· AtlasPCB Engineering · Engineering · 10 min read
BGA X-Ray Void Analysis: Inspection Methods, IPC-7095 Criteria, and Defect Classification for High-Reliability Assembly
Learn how to perform BGA X-ray void analysis using 2D transmission and 3D CT inspection. Understand IPC-7095 acceptance criteria, void percentage calculation methods, defect classification, and practical thresholds for Class 2 and Class 3 assemblies.

Introduction: Why X-Ray Void Analysis Matters for BGA Assembly
Ball Grid Array (BGA) components present a unique quality control challenge: their solder joints are hidden beneath the package body, invisible to optical inspection. Unlike QFP or chip component joints where a visual check reveals wetting quality, BGA interconnects require X-ray inspection to assess joint integrity, detect voids, identify bridging, and verify head-in-pillow defects.
Void analysis is the most critical X-ray measurement for BGA reliability. Gas pockets trapped within solder joints during reflow reduce thermal conductivity proportionally to void area, increase electrical resistance in power connections, and create mechanical stress concentrators that accelerate fatigue crack propagation under thermal cycling. For a typical BGA in a server environment experiencing 1,000+ power cycles per year, a 30% void can reduce joint fatigue life by 40–60% compared to a void-free joint.

What you need to do — Copy the BGA void analysis article, starting with "Void analysis is" and going on through "a void-free joint.", and substitute "soldering" for "reflow".

Dataset excerpt —
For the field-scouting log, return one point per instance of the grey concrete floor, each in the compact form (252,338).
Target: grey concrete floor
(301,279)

Solution to this problem —
Void analysis is the most critical X-ray measurement for BGA reliability. Gas pockets trapped within solder joints during soldering reduce thermal conductivity proportionally to void area, increase electrical resistance in power connections, and create mechanical stress concentrators that accelerate fatigue crack propagation under thermal cycling. For a typical BGA in a server environment experiencing 1,000+ power cycles per year, a 30% void can reduce joint fatigue life by 40–60% compared to a void-free joint.